# Work to complete:
Convert the stretch from the first line of the items through the line containing "413,176 -> 627,392", both ends included, into a numbered list with blank lines omitted. Leave out everything after that line.

# Information given:
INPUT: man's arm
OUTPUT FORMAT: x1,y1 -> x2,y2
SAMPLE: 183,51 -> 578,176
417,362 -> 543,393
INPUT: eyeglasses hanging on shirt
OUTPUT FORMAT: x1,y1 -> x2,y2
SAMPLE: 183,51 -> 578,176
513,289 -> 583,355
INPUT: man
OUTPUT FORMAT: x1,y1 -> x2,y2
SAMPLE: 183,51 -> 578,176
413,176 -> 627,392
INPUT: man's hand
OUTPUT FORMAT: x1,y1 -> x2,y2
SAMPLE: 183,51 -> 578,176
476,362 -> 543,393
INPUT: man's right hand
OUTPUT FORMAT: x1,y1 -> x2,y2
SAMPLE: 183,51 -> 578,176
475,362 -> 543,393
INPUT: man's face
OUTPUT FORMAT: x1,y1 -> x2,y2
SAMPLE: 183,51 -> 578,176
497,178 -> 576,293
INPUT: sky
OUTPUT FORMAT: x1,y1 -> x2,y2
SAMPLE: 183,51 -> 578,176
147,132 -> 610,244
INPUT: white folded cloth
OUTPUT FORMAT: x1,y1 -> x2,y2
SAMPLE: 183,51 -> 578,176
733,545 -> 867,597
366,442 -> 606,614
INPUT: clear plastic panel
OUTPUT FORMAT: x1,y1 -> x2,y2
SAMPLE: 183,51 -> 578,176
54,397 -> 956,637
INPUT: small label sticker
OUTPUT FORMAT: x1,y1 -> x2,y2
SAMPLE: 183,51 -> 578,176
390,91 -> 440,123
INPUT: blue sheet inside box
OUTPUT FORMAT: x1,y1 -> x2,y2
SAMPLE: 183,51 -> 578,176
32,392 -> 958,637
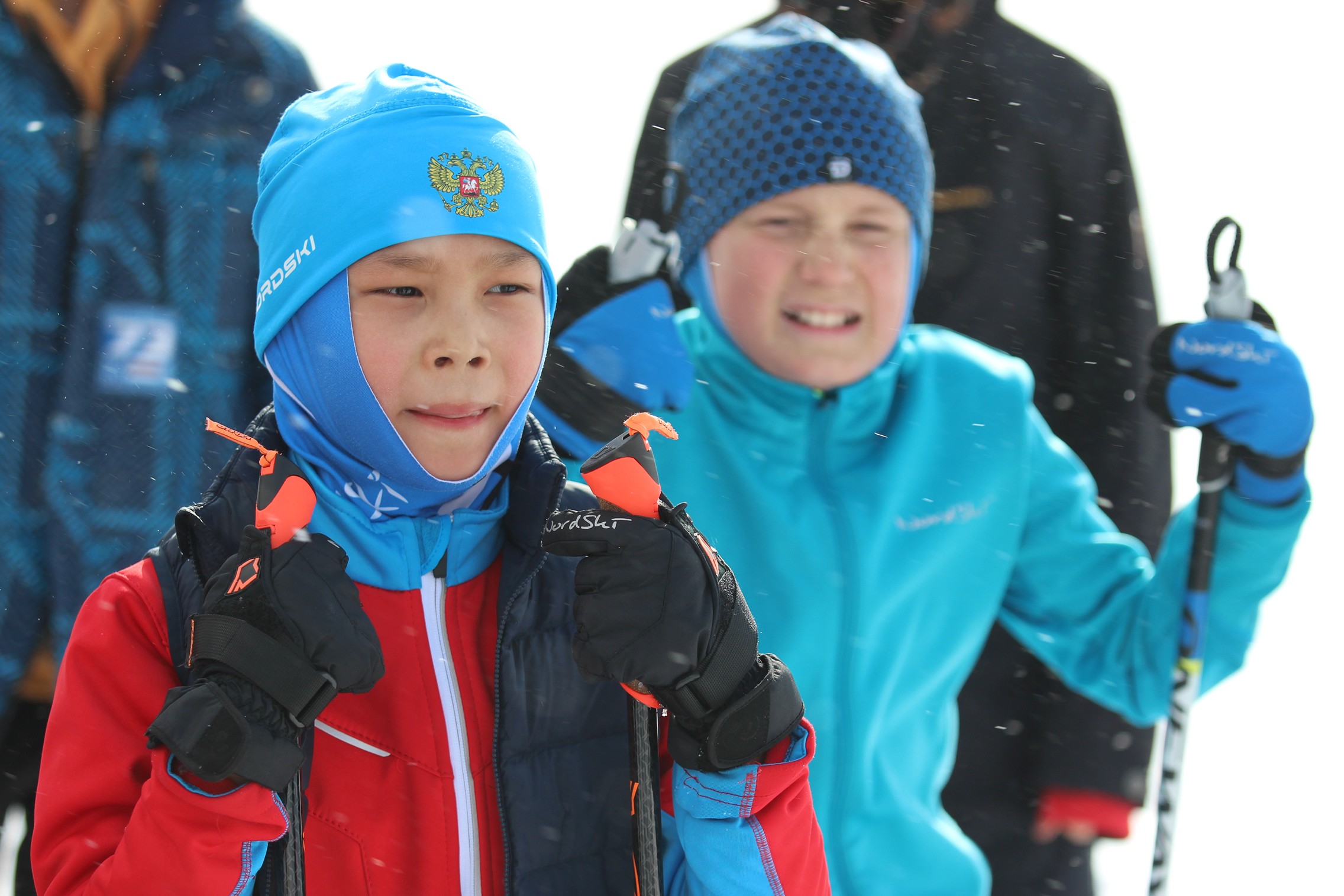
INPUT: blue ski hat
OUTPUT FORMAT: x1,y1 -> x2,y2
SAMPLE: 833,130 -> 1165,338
253,64 -> 555,521
665,14 -> 933,282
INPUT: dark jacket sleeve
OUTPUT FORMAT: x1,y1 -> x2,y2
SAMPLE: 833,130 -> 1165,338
1033,66 -> 1171,805
625,47 -> 705,224
1042,68 -> 1171,552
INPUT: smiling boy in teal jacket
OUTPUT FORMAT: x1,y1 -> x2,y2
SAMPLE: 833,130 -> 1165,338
534,16 -> 1311,896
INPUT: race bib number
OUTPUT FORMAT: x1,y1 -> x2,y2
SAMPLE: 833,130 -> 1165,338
97,305 -> 177,394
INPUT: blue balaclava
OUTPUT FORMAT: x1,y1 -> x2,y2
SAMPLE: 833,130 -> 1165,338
253,64 -> 555,521
665,14 -> 933,339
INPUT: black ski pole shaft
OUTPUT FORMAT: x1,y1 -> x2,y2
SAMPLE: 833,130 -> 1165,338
579,412 -> 676,896
1148,218 -> 1254,896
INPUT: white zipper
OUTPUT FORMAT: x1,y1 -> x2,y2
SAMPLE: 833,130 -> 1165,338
313,719 -> 392,756
421,572 -> 481,896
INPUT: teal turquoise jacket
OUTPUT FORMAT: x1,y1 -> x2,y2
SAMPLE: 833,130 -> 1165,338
583,309 -> 1309,896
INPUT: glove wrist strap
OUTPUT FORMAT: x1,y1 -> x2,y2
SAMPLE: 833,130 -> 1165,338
145,680 -> 303,791
187,613 -> 336,728
668,653 -> 802,771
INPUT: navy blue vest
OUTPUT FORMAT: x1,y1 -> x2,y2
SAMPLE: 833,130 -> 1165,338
149,407 -> 634,896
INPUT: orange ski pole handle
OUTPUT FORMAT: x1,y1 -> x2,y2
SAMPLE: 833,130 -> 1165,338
579,411 -> 677,896
206,416 -> 317,548
579,411 -> 677,520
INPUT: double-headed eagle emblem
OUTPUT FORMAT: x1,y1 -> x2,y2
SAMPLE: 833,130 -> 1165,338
429,149 -> 504,218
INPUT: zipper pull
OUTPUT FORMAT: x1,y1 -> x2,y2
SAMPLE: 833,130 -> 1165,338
206,416 -> 317,548
206,416 -> 280,473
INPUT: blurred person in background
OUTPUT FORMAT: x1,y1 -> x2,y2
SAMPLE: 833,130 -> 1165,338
0,0 -> 313,893
539,0 -> 1171,896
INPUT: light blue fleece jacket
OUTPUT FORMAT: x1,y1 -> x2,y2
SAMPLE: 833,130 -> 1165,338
631,309 -> 1309,896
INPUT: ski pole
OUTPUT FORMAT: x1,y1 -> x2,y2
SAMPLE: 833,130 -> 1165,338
1148,218 -> 1254,896
206,418 -> 317,896
579,411 -> 676,896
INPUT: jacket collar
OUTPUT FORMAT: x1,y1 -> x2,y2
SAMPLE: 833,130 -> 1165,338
677,309 -> 913,464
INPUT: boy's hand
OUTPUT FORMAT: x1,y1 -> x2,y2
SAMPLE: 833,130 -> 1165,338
147,525 -> 383,790
1148,318 -> 1311,504
542,504 -> 802,771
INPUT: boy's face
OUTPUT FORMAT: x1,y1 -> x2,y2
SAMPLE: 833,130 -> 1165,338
350,234 -> 545,480
707,184 -> 910,390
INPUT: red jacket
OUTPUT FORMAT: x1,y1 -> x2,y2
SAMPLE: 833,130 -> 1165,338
33,560 -> 829,896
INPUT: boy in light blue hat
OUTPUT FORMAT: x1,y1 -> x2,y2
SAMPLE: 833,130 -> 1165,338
535,15 -> 1311,896
34,66 -> 828,896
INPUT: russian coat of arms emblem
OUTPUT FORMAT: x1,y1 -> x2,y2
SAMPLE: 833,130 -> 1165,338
429,149 -> 504,218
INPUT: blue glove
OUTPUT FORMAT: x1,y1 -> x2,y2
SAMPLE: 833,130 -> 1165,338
532,246 -> 695,458
1148,316 -> 1313,504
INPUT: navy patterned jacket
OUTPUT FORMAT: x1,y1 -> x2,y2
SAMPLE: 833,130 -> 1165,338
0,0 -> 313,717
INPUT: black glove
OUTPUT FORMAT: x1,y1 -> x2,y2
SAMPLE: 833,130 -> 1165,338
147,525 -> 383,790
542,500 -> 802,771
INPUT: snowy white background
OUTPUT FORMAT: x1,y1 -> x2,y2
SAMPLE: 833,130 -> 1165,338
248,0 -> 1344,896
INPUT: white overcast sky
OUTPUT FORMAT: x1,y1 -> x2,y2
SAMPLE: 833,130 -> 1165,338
247,0 -> 1344,896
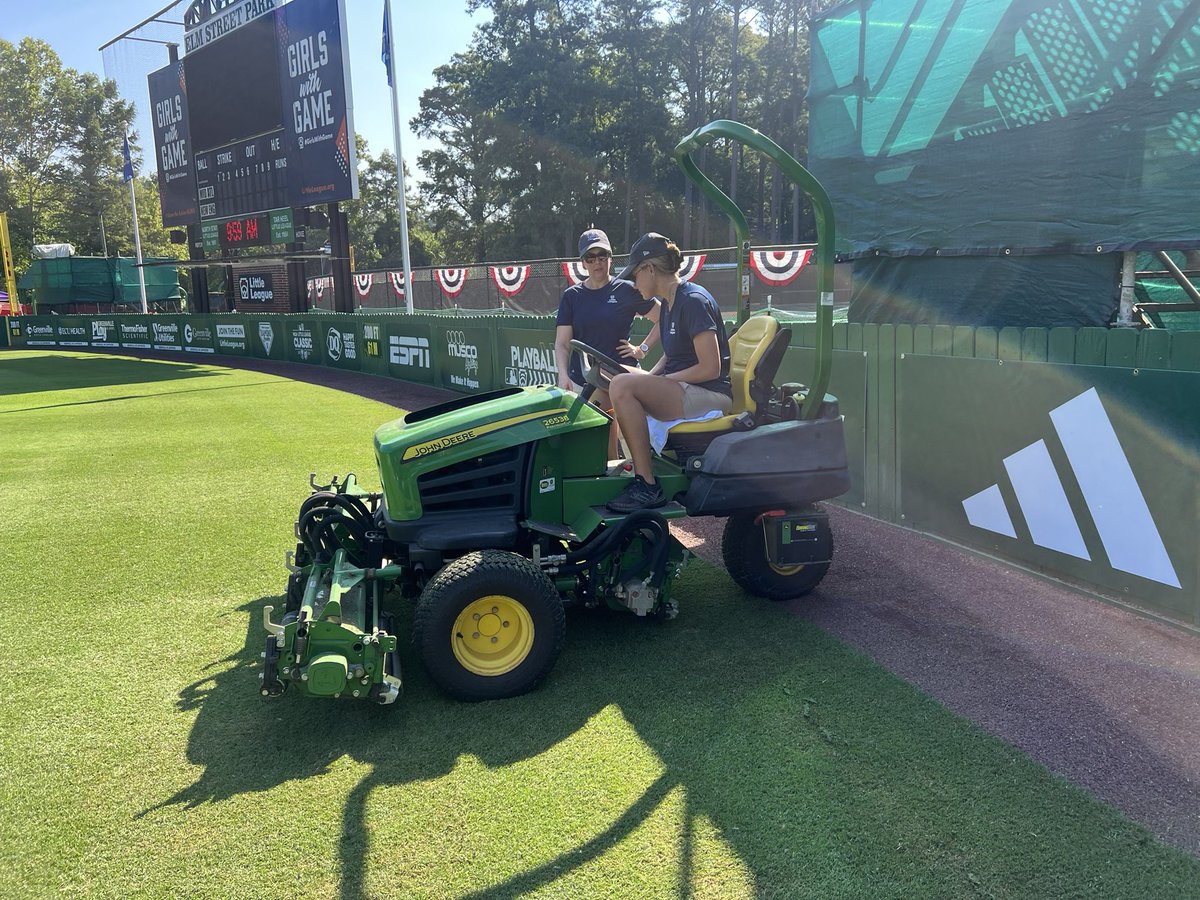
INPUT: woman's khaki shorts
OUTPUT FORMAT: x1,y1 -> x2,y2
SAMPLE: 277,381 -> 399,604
679,382 -> 733,419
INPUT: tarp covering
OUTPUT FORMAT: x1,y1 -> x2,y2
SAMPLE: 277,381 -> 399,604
17,257 -> 180,306
809,0 -> 1200,325
850,253 -> 1121,328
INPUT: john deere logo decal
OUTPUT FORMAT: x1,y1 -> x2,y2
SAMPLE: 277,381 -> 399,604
962,388 -> 1181,588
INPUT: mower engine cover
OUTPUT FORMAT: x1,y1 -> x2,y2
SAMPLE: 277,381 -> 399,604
374,386 -> 610,550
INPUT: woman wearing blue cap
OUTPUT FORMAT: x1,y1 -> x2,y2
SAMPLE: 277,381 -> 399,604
554,228 -> 659,460
608,232 -> 733,512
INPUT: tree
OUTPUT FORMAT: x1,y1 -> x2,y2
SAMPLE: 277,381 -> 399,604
343,137 -> 440,271
0,37 -> 136,268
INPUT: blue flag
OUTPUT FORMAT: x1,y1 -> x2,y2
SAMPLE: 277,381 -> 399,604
379,0 -> 391,88
124,134 -> 133,181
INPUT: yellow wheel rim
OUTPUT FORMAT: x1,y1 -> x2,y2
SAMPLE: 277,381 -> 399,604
450,594 -> 533,678
767,563 -> 804,578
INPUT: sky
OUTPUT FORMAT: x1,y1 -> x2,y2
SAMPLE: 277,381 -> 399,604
0,0 -> 487,178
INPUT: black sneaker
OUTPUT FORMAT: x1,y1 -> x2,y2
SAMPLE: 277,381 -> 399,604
608,475 -> 667,512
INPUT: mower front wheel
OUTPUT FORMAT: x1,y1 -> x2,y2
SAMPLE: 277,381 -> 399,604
721,506 -> 833,600
413,550 -> 566,701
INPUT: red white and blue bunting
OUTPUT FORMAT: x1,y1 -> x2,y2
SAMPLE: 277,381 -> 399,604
436,269 -> 470,298
750,247 -> 812,288
488,265 -> 529,296
679,253 -> 707,281
563,260 -> 588,284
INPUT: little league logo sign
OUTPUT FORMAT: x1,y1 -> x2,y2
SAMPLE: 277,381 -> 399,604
258,322 -> 275,356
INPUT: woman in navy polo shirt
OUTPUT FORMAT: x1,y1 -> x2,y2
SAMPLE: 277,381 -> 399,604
608,232 -> 733,512
554,228 -> 659,460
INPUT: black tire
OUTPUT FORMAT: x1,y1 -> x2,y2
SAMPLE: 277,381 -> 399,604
721,506 -> 833,600
413,550 -> 566,701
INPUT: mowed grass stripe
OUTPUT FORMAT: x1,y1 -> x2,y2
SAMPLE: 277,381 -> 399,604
0,352 -> 1200,898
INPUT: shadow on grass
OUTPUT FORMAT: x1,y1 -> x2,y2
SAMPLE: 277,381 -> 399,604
0,352 -> 220,396
150,562 -> 1200,900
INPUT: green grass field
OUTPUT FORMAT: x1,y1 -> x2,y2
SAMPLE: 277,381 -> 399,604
0,352 -> 1200,900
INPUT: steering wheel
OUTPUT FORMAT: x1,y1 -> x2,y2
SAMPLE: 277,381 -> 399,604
571,340 -> 628,401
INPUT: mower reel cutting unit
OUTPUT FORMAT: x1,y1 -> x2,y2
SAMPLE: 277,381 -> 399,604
262,121 -> 850,703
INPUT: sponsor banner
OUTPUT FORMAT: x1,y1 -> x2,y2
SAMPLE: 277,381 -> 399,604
116,316 -> 152,350
212,318 -> 251,356
146,60 -> 198,226
180,316 -> 216,353
317,316 -> 362,372
276,0 -> 359,206
91,318 -> 121,348
430,322 -> 496,394
58,316 -> 91,347
246,316 -> 288,360
149,316 -> 188,352
496,328 -> 558,388
359,319 -> 388,376
23,317 -> 59,347
283,317 -> 325,366
896,354 -> 1200,619
385,316 -> 433,384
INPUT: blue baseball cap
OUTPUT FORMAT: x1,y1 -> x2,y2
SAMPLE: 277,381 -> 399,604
617,232 -> 671,281
580,228 -> 612,259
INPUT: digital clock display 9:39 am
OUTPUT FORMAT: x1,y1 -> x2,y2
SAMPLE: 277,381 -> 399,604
218,215 -> 271,250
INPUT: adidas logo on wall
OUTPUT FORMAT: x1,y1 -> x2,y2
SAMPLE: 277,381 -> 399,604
962,388 -> 1181,588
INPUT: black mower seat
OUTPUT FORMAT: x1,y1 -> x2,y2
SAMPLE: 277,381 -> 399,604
666,316 -> 791,452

# Full solution:
1. INPUT: man's arm
2. OUTPUT FORMAT: x1,y1 -> x2,y2
3. SAMPLE: 183,51 -> 578,176
4. 417,362 -> 543,393
5. INPUT: eyeglasses hanging on shirt
6. OUTPUT FORMAT: x1,y1 -> x2,y2
7. SAMPLE: 183,51 -> 578,176
8. 513,289 -> 583,355
9. INPUT: man
10. OUTPUT FORMAT: x1,y1 -> x2,y2
11. SAMPLE: 183,51 -> 578,176
12. 413,176 -> 627,392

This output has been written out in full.